**TASK DETAILS:** In full and without changes, output the data.

**TASK MATERIAL:**
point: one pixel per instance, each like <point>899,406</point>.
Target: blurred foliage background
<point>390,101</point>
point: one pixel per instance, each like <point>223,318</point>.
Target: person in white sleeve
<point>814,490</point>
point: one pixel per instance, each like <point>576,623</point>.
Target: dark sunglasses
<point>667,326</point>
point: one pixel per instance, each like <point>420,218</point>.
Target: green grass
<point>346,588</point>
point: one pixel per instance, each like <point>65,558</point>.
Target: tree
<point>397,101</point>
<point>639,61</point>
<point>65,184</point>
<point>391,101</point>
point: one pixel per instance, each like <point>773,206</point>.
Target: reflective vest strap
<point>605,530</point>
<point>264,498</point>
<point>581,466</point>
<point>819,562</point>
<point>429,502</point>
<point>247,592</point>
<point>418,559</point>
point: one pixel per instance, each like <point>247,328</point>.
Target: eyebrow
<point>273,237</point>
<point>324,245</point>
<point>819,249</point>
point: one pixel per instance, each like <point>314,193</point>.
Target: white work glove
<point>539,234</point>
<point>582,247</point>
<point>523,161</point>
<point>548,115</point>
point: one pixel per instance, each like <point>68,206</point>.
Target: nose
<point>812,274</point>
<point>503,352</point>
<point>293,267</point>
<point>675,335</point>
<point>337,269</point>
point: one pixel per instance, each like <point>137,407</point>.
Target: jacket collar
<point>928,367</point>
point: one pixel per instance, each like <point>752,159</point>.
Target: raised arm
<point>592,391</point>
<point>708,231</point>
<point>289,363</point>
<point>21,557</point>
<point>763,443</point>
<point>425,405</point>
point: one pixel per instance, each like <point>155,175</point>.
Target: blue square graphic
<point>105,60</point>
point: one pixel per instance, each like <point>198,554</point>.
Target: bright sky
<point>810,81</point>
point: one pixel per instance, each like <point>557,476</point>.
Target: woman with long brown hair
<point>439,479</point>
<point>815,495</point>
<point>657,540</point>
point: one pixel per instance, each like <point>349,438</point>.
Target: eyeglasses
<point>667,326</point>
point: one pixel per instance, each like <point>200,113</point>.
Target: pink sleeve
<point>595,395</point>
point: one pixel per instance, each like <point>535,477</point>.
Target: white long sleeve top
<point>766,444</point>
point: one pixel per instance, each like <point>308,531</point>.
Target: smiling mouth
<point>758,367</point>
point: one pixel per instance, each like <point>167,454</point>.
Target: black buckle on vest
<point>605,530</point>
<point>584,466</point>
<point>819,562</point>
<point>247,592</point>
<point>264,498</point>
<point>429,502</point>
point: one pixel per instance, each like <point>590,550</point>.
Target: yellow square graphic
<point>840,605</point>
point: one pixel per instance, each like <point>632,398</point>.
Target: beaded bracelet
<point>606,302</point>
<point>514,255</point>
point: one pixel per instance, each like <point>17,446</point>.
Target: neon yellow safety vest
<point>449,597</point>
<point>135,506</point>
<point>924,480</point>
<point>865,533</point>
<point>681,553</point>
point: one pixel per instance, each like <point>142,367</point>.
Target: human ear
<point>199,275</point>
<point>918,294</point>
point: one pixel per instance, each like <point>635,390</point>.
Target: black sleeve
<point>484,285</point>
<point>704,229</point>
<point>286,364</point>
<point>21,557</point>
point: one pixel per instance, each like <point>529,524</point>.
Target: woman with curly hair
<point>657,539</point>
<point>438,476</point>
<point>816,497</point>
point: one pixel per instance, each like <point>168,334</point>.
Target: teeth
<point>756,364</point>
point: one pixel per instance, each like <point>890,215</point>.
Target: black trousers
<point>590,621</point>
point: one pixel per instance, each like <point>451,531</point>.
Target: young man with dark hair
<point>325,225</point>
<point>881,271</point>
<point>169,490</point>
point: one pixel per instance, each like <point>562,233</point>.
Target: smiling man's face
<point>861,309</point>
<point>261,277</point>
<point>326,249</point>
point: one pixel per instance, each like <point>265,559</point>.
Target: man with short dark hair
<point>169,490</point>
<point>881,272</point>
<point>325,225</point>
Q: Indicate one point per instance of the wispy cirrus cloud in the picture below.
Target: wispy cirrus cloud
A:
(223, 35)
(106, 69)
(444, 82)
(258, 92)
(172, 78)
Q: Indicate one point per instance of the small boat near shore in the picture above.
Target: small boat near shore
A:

**SOLVED PROBLEM:**
point: one pixel per instance, each like <point>899,406</point>.
Target: blurred foliage background
<point>390,101</point>
point: one pixel per instance, each like <point>223,318</point>.
Target: person in white sleeve
<point>814,490</point>
point: one pixel per instance, each like <point>576,623</point>.
Target: dark sunglasses
<point>667,326</point>
point: one pixel per instance, each like <point>420,218</point>.
Target: green grass
<point>346,588</point>
point: one pixel per instance, each like <point>65,558</point>.
Target: tree
<point>397,101</point>
<point>639,61</point>
<point>65,184</point>
<point>391,101</point>
point: one pixel per instance, each like <point>773,206</point>.
Target: reflective vest strap
<point>605,530</point>
<point>264,498</point>
<point>581,466</point>
<point>819,562</point>
<point>429,502</point>
<point>247,592</point>
<point>418,559</point>
point: one pixel per instance, each like <point>247,328</point>.
Target: eyebrow
<point>273,237</point>
<point>324,245</point>
<point>819,249</point>
point: one pixel per instance, each like <point>314,193</point>.
Target: white work glove
<point>539,234</point>
<point>582,247</point>
<point>523,161</point>
<point>548,115</point>
point: one pixel per instance, each like <point>68,206</point>.
Target: nose
<point>812,274</point>
<point>503,352</point>
<point>293,267</point>
<point>675,335</point>
<point>337,269</point>
point: one pixel per instance, each like <point>137,407</point>.
Target: jacket collar
<point>928,367</point>
point: one pixel per instance, each like <point>752,159</point>.
Target: raised arm
<point>592,391</point>
<point>708,231</point>
<point>289,363</point>
<point>21,557</point>
<point>763,443</point>
<point>425,405</point>
point: one pixel per instance, each like <point>155,175</point>.
Target: blue square graphic
<point>105,60</point>
point: one pixel per instance, each like <point>198,554</point>.
Target: bright sky
<point>810,81</point>
point: one pixel per instance, each like <point>557,476</point>.
Target: woman with long brown hair
<point>439,479</point>
<point>815,495</point>
<point>657,540</point>
point: one pixel per instance, each like <point>349,438</point>.
Target: eyeglasses
<point>667,326</point>
point: one pixel per instance, each like <point>200,113</point>.
Target: pink sleeve
<point>595,395</point>
point: one pixel per instance, each like <point>535,477</point>.
Target: white long sleeve top
<point>766,444</point>
point: one pixel per instance, each like <point>308,531</point>.
Target: smiling mouth
<point>758,367</point>
point: one pixel per instance, each like <point>167,454</point>.
Target: black buckle on vest
<point>605,530</point>
<point>584,466</point>
<point>819,562</point>
<point>247,592</point>
<point>264,498</point>
<point>429,502</point>
point: one pixel per instance, each like <point>590,550</point>.
Target: yellow square graphic
<point>840,605</point>
point: one pixel per instance, each like <point>632,398</point>.
Target: beaded bracelet
<point>606,302</point>
<point>514,255</point>
point: one pixel per instance, each like <point>17,446</point>.
Target: neon yellow safety vest
<point>449,597</point>
<point>135,506</point>
<point>924,480</point>
<point>865,533</point>
<point>681,553</point>
point: one pixel per instance, each like <point>142,367</point>.
Target: human ear
<point>199,275</point>
<point>918,294</point>
point: one pixel per instance, each like <point>635,390</point>.
Target: black sleeve
<point>484,285</point>
<point>704,229</point>
<point>286,364</point>
<point>21,557</point>
point: one pixel per instance, each like <point>529,524</point>.
Target: woman with curly hair
<point>657,539</point>
<point>438,476</point>
<point>816,497</point>
point: one pixel per instance, each like <point>168,334</point>.
Target: teeth
<point>756,364</point>
point: one pixel per instance, each like <point>890,215</point>.
Target: black trousers
<point>590,621</point>
point: one pixel per instance, each like <point>451,531</point>.
Target: young man with dark hair
<point>325,225</point>
<point>881,271</point>
<point>169,490</point>
point: one pixel per instance, each like <point>562,233</point>.
Target: smiling man's face
<point>861,309</point>
<point>261,277</point>
<point>326,249</point>
point: one pixel per instance, each like <point>265,559</point>.
Target: man with short dark hair
<point>169,490</point>
<point>881,272</point>
<point>325,225</point>
Q: Indicate one point per instance of the wispy cirrus cloud in the picture below.
Target: wispy cirrus cloud
A:
(223, 35)
(106, 69)
(444, 82)
(258, 92)
(172, 78)
Q: Indicate one point per instance of the small boat near shore in the picture above.
Target: small boat near shore
A:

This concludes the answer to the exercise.